▸ Provided passage
☆ ☆ ☆ ☆

Bogopane-Zulu also attracted press coverage for her views about gender-based violence, which received a great deal of public attention in 2019 and 2020 after the murder of Uyinene Mrwetyana. In December 2019, during her keynote address to a UN-sponsored violence-prevention conference in Johannesburg, Bogopane-Zulu argued that women were not only "victims" but also "contributors" to gender-based violence. She argued that women "raise angry boys", for example when single mothers deny fathers access to their sons. At a Women's Month event in August 2020, she was quoted as saying that cancer contributed to gender-based violence insofar as it affected sexual organs. According to the Mail & Guardian, she used the example of cervical cancer, saying that, "when women are in pain, going through treatment, they cannot perform their marital duties of providing sex to their partners, they get abused, ill-treated." She also posted a series of Tweets explaining this view. In response, Sonke Gender Justice agreed that stress arising from any disease could cause marital strain, but argued that:[T]he causes of gender-based violence are founded in power imbalances rooted in patriarchy, gender-based inequalities and discrimination... To link gender-based violence to cancer is to grossly overlook the aforementioned root causes and therefore undermining the work that is being done to deal with the problem of gender-based violence in our society.During the COVID-19 pandemic in South Africa, Bogopane-Zulu was appointed to head a Department of Social Development "war room" tasked with ensuring the delivery of social grants. She herself contracted COVID-19 in July 2020.

==== Nepotism scandal ====
In January 2020, City Press obtained an audio recording of a 2016 conversation between Bogopane-Zulu and Zwidofhela Mafoko, who at the time was an administrative clerk in her office and the fiancé of her niece. In the recording, Bogopane-Zulu is heard telling Mafoko that she would request to have him staffed on four international trips, so that he would be able to use the concomitant travel allowance to pay her niece's lobolo. The arrangement was viewed as nepotistic, but Bogopane-Zulu denied that it was unlawful, saying:I did not misuse any public funds; neither did I advise or motivate for anyone to get more than what the public service prescribes... Even in the recording, it is the mother in me trying to help a young South African who is trying to do something right... I used what was there to try to assist, without stepping outside any boundaries. I said: 'What can I do to assist?' And I still state that I am a person who respects South African laws. But helping is who I am. When I am approached to assist, I assist. When I am asked for advice, if I can give it, I give it. It is very sad that something so private should be in the papers.

☆ ☆ ☆ ☆

▸ Raw data
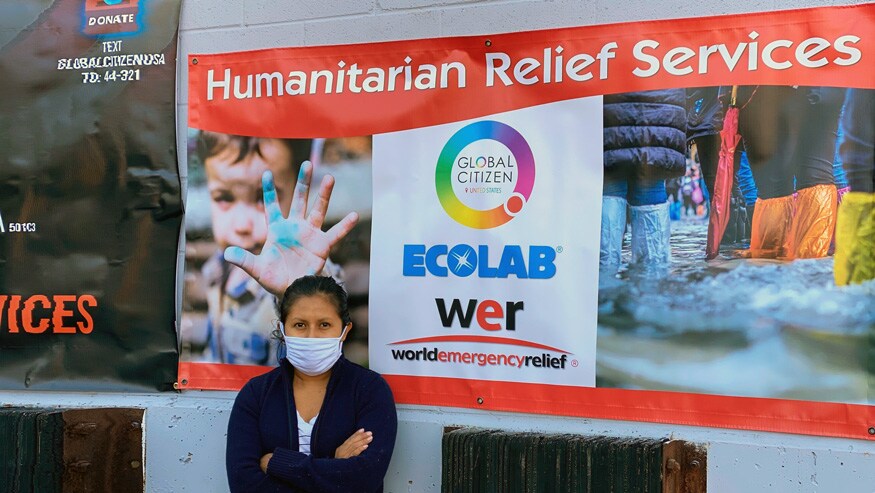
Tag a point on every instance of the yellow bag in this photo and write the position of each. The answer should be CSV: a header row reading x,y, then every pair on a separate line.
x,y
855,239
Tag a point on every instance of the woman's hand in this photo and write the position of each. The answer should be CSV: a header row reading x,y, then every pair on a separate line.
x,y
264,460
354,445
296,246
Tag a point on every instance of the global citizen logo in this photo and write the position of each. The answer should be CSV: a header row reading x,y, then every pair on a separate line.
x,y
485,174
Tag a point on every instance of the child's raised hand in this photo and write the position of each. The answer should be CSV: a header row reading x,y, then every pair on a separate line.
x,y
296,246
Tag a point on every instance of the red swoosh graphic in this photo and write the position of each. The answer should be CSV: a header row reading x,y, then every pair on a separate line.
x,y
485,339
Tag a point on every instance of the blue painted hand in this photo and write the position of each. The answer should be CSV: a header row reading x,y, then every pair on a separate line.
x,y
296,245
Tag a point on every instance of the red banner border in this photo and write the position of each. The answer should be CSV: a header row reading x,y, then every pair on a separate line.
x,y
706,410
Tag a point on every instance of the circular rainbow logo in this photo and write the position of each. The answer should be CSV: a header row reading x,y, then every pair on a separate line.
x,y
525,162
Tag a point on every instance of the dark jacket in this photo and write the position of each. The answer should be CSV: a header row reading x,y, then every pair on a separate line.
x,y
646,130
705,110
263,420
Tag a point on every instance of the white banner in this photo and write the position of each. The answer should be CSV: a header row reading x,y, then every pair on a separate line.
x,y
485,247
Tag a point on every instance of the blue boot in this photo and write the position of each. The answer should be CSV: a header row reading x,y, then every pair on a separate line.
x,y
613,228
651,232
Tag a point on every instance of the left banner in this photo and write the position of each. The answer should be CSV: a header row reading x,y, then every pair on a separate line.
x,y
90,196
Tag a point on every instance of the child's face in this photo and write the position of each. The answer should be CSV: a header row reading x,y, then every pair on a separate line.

☆ ☆ ☆ ☆

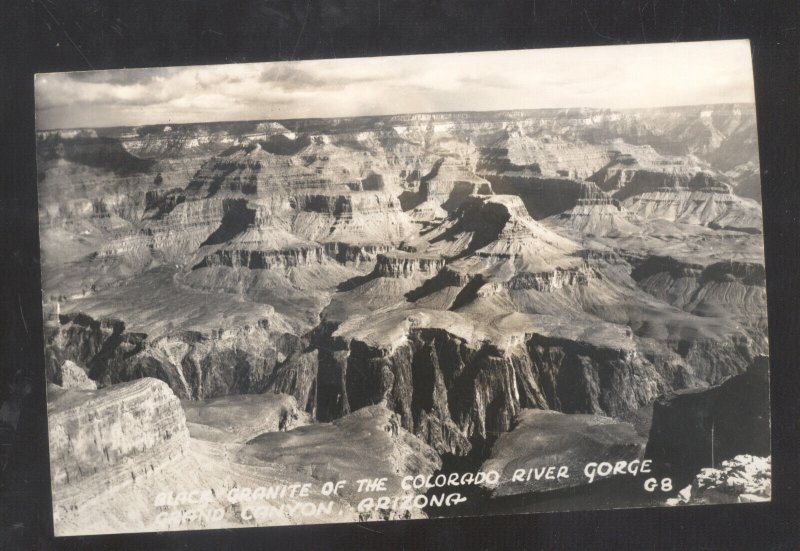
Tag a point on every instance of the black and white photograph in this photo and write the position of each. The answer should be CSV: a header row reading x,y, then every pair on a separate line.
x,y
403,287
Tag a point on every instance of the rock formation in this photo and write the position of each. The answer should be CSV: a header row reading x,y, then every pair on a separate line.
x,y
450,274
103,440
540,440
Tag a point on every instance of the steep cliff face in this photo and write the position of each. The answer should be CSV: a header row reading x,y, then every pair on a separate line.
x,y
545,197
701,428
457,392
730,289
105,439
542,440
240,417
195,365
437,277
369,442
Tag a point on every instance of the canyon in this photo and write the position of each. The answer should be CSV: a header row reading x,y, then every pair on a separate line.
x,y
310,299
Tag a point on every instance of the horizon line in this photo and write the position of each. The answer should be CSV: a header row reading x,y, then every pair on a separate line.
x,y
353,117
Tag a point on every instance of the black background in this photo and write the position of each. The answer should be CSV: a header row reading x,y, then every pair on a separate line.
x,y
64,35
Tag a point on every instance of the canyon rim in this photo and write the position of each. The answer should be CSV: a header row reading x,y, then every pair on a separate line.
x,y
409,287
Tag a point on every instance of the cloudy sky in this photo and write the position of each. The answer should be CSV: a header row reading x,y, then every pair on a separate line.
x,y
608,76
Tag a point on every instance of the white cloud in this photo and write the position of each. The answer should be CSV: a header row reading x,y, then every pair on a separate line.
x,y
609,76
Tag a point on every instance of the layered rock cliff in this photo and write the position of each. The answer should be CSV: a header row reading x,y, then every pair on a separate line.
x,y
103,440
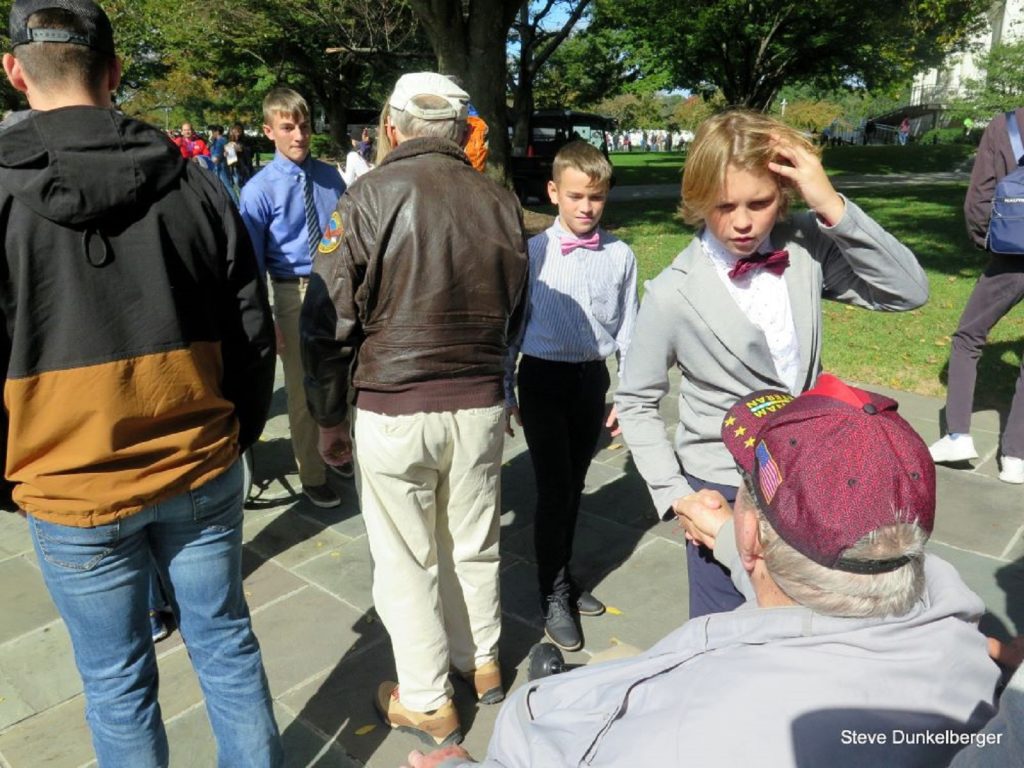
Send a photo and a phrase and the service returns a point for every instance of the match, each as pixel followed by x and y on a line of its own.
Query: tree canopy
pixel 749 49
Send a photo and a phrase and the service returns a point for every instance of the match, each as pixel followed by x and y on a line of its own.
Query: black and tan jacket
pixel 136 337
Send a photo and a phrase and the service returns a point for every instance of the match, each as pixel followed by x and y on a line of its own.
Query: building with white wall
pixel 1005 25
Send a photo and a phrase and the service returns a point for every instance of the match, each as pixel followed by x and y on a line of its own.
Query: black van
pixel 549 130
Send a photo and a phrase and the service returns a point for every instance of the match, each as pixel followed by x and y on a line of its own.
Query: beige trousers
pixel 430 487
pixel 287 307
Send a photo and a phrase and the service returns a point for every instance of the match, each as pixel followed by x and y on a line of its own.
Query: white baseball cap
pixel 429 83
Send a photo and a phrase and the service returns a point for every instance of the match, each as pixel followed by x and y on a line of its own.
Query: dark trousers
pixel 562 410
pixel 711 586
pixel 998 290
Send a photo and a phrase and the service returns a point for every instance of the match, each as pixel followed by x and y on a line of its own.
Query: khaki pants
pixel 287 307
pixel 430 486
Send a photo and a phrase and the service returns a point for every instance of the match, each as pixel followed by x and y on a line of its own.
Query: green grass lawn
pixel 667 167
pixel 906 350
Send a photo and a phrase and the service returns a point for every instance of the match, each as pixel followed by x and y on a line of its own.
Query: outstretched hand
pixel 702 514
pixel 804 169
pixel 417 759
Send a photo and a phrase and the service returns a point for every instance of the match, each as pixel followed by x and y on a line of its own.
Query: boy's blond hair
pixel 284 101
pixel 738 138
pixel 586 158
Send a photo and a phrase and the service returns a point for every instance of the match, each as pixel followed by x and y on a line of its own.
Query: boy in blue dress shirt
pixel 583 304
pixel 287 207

☆ ☆ ☆ ☆

▸ The problem
Rewrite the paragraph of the Bogopane-Zulu text that begins "In January 2020, City Press obtained" in a shorter form that keeps its main facts. The records have no connection to the Bogopane-Zulu text.

▸ Result
In January 2020, City Press obtained a 2016 audio recording of Bogopane-Zulu talking with Zwidofhela Mafoko, who was then an administrative clerk in her office and the fiancé of her niece. In the recording, she says she would request to have him staffed on four international trips so that he could use the travel allowance to pay her niece's lobolo. The arrangement was viewed as nepotistic. Bogopane-Zulu denied that it was unlawful. She said that she had not misused public funds and had not sought more for anyone than the public service prescribes. She said she was only trying to help a young South African and that she respects South African laws. She also called it very sad that something so private had appeared in the papers.